--- Start of PROVIDED DATA ---

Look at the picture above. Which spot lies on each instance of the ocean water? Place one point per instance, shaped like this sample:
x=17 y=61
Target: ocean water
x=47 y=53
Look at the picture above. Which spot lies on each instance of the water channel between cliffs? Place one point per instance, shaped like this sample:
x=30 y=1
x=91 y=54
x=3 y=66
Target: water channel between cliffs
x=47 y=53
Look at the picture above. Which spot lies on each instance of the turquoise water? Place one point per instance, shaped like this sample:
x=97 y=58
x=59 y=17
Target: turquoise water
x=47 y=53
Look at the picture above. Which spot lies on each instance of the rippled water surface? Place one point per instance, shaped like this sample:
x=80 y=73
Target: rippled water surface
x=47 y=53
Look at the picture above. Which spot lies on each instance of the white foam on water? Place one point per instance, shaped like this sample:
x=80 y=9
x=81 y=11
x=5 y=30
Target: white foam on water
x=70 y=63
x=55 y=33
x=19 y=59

--- End of PROVIDED DATA ---

> EXERCISE DETAILS:
Convert the data above into a JSON list of strings, with one string for each line and no entries for blank lines.

> RESPONSE TO THE TASK:
[
  "Look at the picture above. Which spot lies on each instance of the ocean water? Place one point per instance, shaped like this sample:",
  "x=17 y=61",
  "Target: ocean water",
  "x=47 y=53",
  "Look at the picture above. Which spot lies on each instance of the water channel between cliffs? Place one point per instance, shaped like this sample:",
  "x=30 y=1",
  "x=91 y=54",
  "x=3 y=66",
  "Target: water channel between cliffs",
  "x=47 y=53",
  "Look at the picture above. Which spot lies on each instance of the turquoise water? Place one point per instance, shaped like this sample:",
  "x=97 y=58",
  "x=59 y=17",
  "Target: turquoise water",
  "x=47 y=53",
  "Look at the picture above. Which spot lies on each instance of the rippled water surface? Place one point per instance, shaped like this sample:",
  "x=80 y=73",
  "Target: rippled water surface",
  "x=47 y=53",
  "Look at the picture above. Which spot lies on each instance of the white foam on water? Place one point per instance, shaped like this sample:",
  "x=80 y=9",
  "x=81 y=11",
  "x=5 y=30",
  "Target: white foam on water",
  "x=70 y=63",
  "x=55 y=33",
  "x=19 y=59"
]